Health News Digest

May 28, 2007

Behind The Scenes In Infection Control

Horrible germ

By  Michael D. Shaw

According to the Centers for Disease Control and Prevention (CDC):

Health care associated infections (HAI) are infections that patients acquire during the course of receiving treatment for other conditions or that health care workers acquire while performing their duties within a health care setting. In hospitals alone, HAIs account for an estimated 2 million infections, 90,000 deaths, and $4.5 billion in excess health care costs annually.

If that were not bad enough, more than 70% of the bacteria that cause these infections are resistant to at least one of the drugs most commonly used to treat them. If you are unlucky enough to become infected with a drug-resistant pathogen, you are more likely to have a longer hospital stay. Moreover, therapy involving second or third choice drugs will often be less effective, more toxic, and probably more expensive.

Thus, preventing these infections in the first place—Infection Control—is a very big deal indeed. Would that it were even a bigger deal…

Unfortunately, many factors work against an ideal infection control environment, not the least of which are the misguided actions of various governmental agencies and so-called “Non-Governmental Organizations” or NGOs. NGOs will promulgate thousands of consensus standards, that may not have the direct force of law behind them, but are supposed to represent best practices.

Readers of this column may recall the tragic deaths of two preemies in Los Angeles in late 2006. The babies died from a devastating HAI, but the tragedy was compounded since the medical instrument that transmitted the infection was very likely treated in accordance with the best practices as established by a particular NGO—the Association of Perioperative Registered Nurses (AORN).

In reaction to the deaths, the state of California issued recommendations for reprocessing of rigid laryngoscopes that are more rigorous than AORN’s, and are, frankly, more in keeping with true “best practices” in infection control. Too bad that the other 89,998 didn’t have such an immediate impact.

On another front, it appears that the tide may be turning for ethylene oxide (EtO), a widely employed sterilant, used on many medical devices that cannot take the heat of steam.

Before the advent of occupational health legislation, many chemicals including EtO were not handled as prudently as they should have been, and worker overexposure absolutely did occur. Such exposure was blamed for a variety of illnesses, and billions of dollars in settlements were paid. In hospital settings, a fear of EtO developed.

The good news is that after 1980, exposures dropped significantly. As it happens, epidemiological data on EtO—post-1980—shows essentially no difference in morbidity and mortality for those exposed to the chemical, compared to those not exposed.

**Action item**
Reproduce the passage of the infection control article from "In reaction to" to "an immediate impact.".

**Data provided**
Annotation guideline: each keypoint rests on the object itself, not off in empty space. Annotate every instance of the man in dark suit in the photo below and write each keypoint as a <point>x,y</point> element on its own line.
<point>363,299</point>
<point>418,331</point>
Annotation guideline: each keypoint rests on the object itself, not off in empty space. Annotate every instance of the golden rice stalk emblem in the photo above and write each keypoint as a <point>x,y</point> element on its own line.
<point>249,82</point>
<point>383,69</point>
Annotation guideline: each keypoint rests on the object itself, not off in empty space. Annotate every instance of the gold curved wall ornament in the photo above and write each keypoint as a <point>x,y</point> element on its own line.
--
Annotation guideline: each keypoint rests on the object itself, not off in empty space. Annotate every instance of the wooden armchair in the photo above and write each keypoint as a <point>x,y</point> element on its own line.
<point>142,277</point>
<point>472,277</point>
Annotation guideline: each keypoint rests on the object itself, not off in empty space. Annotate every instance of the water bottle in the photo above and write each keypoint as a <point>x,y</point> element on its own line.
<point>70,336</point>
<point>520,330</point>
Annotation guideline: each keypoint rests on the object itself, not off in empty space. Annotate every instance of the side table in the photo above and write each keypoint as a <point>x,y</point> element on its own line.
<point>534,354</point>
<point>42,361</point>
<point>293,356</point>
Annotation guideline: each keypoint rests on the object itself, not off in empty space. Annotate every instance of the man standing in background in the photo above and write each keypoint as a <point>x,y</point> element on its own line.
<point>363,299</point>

**Response for this exercise**
In reaction to the deaths, the state of California issued recommendations for reprocessing of rigid laryngoscopes that are more rigorous than AORN’s, and are, frankly, more in keeping with true “best practices” in infection control. Too bad that the other 89,998 didn’t have such an immediate impact.